EXERCISE GOAL –
Rewrite the data from the line containing "Shelf-audit tagging: for every instance of the bare thigh" through the line containing "x=130, y=71", swapping every "Shelf-audit tagging" for "Inventory labeling". Leave everything else in those lines unchanged.

Data excerpted from a collection
[Start]
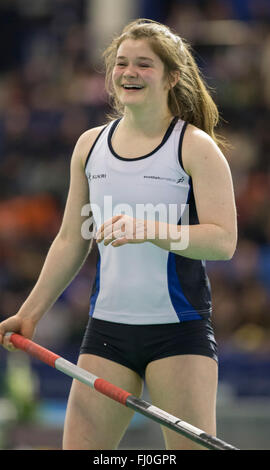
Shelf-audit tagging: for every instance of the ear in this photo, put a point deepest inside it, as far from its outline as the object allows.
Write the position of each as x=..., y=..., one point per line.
x=174, y=77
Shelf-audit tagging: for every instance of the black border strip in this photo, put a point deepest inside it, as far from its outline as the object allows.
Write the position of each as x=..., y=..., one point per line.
x=165, y=138
x=180, y=145
x=91, y=149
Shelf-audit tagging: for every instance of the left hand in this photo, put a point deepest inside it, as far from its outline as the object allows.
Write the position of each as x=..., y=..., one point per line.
x=122, y=229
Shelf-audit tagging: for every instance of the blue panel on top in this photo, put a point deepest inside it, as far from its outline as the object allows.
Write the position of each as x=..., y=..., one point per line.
x=184, y=310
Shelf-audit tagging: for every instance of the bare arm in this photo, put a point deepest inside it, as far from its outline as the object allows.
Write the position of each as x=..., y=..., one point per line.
x=68, y=251
x=215, y=237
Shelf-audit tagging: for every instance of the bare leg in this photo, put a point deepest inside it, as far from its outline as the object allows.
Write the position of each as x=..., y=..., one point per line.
x=186, y=387
x=94, y=421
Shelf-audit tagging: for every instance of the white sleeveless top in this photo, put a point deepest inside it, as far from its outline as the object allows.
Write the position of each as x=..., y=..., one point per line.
x=142, y=283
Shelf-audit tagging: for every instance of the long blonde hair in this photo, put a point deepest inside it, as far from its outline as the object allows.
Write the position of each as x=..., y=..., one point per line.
x=190, y=98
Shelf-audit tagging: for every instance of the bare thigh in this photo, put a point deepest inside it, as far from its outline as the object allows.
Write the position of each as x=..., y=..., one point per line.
x=94, y=421
x=185, y=386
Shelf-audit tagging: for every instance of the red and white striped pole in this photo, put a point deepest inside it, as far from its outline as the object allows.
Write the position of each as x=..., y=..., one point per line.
x=118, y=394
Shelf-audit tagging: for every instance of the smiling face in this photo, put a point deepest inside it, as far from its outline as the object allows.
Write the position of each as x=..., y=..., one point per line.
x=138, y=75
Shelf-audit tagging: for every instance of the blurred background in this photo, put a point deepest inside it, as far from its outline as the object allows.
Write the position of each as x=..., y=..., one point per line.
x=51, y=90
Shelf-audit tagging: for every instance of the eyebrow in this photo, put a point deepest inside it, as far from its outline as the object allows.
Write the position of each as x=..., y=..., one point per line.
x=139, y=58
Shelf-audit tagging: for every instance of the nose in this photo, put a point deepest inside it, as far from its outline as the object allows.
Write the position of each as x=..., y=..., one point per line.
x=130, y=71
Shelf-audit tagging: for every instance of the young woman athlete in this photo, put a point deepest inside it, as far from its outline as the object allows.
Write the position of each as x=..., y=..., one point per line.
x=150, y=315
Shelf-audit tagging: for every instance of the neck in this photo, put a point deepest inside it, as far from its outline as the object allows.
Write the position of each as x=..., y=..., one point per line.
x=147, y=122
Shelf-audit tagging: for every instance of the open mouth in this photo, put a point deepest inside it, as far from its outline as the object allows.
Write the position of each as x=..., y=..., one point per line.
x=132, y=87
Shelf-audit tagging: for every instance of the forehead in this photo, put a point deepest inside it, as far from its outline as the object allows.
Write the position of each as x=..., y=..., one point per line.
x=132, y=48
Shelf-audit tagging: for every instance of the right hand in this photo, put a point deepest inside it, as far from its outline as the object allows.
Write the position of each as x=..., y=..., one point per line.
x=17, y=324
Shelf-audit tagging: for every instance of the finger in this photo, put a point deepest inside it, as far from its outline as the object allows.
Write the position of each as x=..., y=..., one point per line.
x=102, y=231
x=117, y=234
x=120, y=242
x=110, y=231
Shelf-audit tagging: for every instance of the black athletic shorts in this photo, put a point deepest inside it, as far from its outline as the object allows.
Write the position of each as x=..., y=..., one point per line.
x=135, y=346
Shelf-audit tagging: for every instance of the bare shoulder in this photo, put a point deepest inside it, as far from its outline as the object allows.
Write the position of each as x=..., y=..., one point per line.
x=199, y=149
x=85, y=142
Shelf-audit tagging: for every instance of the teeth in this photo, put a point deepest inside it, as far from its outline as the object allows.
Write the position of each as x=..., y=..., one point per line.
x=132, y=86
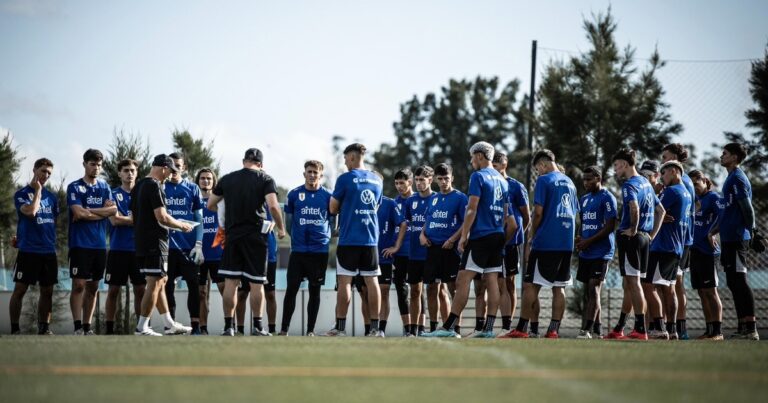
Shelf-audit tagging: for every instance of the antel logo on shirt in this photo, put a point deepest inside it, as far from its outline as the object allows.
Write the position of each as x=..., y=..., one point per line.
x=367, y=197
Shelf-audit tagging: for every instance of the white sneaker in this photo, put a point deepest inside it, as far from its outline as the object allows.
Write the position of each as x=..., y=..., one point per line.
x=752, y=335
x=146, y=332
x=475, y=334
x=335, y=333
x=262, y=332
x=584, y=334
x=177, y=328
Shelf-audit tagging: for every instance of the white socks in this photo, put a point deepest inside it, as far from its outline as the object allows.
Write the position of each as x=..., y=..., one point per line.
x=168, y=319
x=143, y=323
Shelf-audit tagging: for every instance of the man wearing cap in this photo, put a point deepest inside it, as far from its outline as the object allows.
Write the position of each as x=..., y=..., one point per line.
x=356, y=199
x=245, y=193
x=666, y=251
x=151, y=223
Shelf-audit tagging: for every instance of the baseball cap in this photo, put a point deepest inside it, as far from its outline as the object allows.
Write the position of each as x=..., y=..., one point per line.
x=254, y=154
x=673, y=163
x=162, y=160
x=650, y=167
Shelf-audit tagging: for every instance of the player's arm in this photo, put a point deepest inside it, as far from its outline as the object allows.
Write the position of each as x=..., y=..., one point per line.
x=277, y=215
x=658, y=219
x=33, y=207
x=469, y=220
x=213, y=202
x=538, y=214
x=119, y=220
x=334, y=206
x=511, y=226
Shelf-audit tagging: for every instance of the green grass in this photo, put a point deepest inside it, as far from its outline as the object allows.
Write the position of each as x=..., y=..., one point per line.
x=97, y=369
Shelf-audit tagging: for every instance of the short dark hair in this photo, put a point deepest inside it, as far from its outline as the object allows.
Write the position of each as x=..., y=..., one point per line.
x=355, y=148
x=625, y=154
x=93, y=154
x=543, y=154
x=43, y=162
x=424, y=170
x=314, y=164
x=678, y=149
x=126, y=162
x=594, y=170
x=404, y=174
x=203, y=171
x=736, y=149
x=443, y=169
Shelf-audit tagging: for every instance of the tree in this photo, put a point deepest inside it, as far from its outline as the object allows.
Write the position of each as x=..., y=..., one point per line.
x=10, y=161
x=598, y=102
x=441, y=128
x=125, y=145
x=197, y=154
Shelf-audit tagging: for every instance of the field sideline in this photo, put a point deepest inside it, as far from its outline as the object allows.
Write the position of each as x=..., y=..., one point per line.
x=289, y=369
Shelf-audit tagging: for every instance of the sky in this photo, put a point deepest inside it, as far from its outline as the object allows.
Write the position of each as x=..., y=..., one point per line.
x=287, y=76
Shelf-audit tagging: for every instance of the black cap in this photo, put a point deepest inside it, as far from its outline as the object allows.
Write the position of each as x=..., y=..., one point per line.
x=162, y=160
x=650, y=166
x=254, y=154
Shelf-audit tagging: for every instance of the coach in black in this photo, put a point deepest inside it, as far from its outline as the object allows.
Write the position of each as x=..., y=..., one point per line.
x=246, y=227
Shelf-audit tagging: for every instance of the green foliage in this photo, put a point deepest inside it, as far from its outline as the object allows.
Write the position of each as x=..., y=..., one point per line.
x=441, y=128
x=10, y=161
x=126, y=145
x=598, y=102
x=197, y=153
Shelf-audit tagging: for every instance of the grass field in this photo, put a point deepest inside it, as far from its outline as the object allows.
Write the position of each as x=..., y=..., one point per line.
x=292, y=369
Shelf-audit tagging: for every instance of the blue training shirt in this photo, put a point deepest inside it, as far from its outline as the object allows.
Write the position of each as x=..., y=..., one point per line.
x=310, y=221
x=493, y=191
x=182, y=200
x=82, y=233
x=708, y=209
x=121, y=236
x=732, y=225
x=688, y=183
x=596, y=209
x=389, y=219
x=445, y=215
x=671, y=236
x=556, y=194
x=518, y=197
x=359, y=193
x=36, y=234
x=639, y=190
x=406, y=248
x=210, y=227
x=416, y=214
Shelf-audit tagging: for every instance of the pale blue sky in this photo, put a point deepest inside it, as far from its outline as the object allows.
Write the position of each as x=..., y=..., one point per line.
x=286, y=76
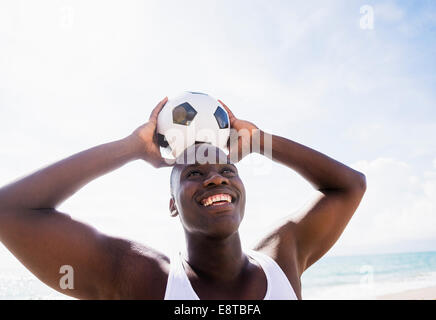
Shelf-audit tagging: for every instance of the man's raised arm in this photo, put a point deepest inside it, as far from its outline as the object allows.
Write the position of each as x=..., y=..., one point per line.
x=44, y=239
x=300, y=241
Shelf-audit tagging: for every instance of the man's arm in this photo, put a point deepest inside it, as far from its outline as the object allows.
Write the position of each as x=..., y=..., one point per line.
x=301, y=240
x=44, y=239
x=308, y=235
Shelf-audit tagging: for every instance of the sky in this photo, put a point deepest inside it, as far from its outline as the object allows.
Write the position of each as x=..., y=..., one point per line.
x=76, y=74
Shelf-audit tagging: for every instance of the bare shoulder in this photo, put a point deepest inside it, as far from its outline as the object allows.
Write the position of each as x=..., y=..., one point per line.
x=141, y=271
x=280, y=245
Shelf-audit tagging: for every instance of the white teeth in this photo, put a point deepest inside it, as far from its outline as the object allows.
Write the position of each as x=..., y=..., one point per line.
x=216, y=198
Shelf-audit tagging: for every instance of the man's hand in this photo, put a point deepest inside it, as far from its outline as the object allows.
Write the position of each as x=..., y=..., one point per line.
x=146, y=135
x=243, y=146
[End]
ANSWER TO THE PROBLEM –
Inventory labeling: for every instance of the bare thigh in this photo, put a point deepest inside it, as far from its outline as the object allows.
Write the position of each as x=..., y=..., one point per line.
x=94, y=421
x=185, y=386
Inventory labeling: for every instance of the red and white striped pole in this photo, put a point deepest inside it, as far from its outline as the object allows.
Write the position of each as x=..., y=..., one point per line.
x=118, y=394
Inventory labeling: for every instance of the smiling face in this photo, put a point deepest inside it, as far from its outline as the object allows.
Write the position of each as x=..., y=..., one point per line.
x=138, y=75
Inventory labeling: for every instance of the blurred background in this photo, put a point deepest inside it, as far from its outline as the object allows.
Write the position of each as x=..., y=..., one point per line.
x=51, y=90
Inventory labeling: for every instance of the eyebrow in this photo, put a point deepest inside it, as far from its outline as the object allows.
Write the position of each as x=..., y=..., one point per line.
x=139, y=58
Inventory labeling: for every instance of the nose in this photo, put a point deepest inside it, as far from its outline as the object allows.
Write the position of each as x=..., y=..., one point per line.
x=130, y=71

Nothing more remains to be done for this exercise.